-- Task instructions --
Reproduce the October 2009 blog page word for word, from "Labels: puzzle" to "ab is rational?", inclusive.

Theory and Practice: October 2009

28 October 2009

Irrational

Labels: puzzle

A cute math puzzle that I saw twice in the past week.

There are three parts. The first two are supposed to be very easy.

Are there two irrational numbers a and b such that a+b is rational?
Are there two irrational numbers a and b such that ab is rational?
Are there two irrational numbers a and b such that a^b is rational?

Sources: The Princeton Companion and Richard Lipton's blog, quoting a talk by Manny Blum.

22 October 2009

Overflow

Labels: random

How do you use StackOverflow and MathOverflow?

I sometimes find answers on StackOverflow while googling for technical problems. For example, yesterday I wanted to know what is a good way to center code typeset with the LaTeX package listings. I didn't find out, so I'm stuck with nesting four environments: figure, center, tabular, lstlisting. Instead, I found someone asking on StackOverflow how to top-align two listings that go on the same row of a tabular environment. There were a few overly complicated answers, so I added mine (\lstset{boxpos=t}). Notice that it's more of a coincidence that StackOverflow got involved—I never planned to answer a question there. In fact, whenever I feel like helping random people and I go to StackOverflow or MathOverflow and click on "Unanswered" I end up sad because I never know how to answer any question.

So, do you use these websites? If yes, then how do you interact with them?

PS: In other news, expect this blog to be quiet until next year. I'm suppose to write a dissertation. Wish me luck.

-- Supplied information --
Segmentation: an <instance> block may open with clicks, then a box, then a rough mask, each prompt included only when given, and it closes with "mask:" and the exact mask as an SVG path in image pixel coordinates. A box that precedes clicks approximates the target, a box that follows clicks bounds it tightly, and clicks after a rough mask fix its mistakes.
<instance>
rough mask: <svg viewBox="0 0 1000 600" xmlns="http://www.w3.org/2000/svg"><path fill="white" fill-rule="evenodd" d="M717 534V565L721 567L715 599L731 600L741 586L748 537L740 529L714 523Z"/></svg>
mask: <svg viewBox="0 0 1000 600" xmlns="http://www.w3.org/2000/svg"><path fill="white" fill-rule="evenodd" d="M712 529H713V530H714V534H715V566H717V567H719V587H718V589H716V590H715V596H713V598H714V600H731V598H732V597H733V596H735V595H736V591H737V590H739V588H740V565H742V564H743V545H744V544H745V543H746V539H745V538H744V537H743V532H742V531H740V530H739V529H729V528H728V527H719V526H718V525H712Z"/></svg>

-- Answer area --
Labels: puzzle

A cute math puzzle that I saw twice in the past week.

There are three parts. The first two are supposed to be very easy.

Are there two irrational numbers a and b such that a+b is rational?
Are there two irrational numbers a and b such that ab is rational?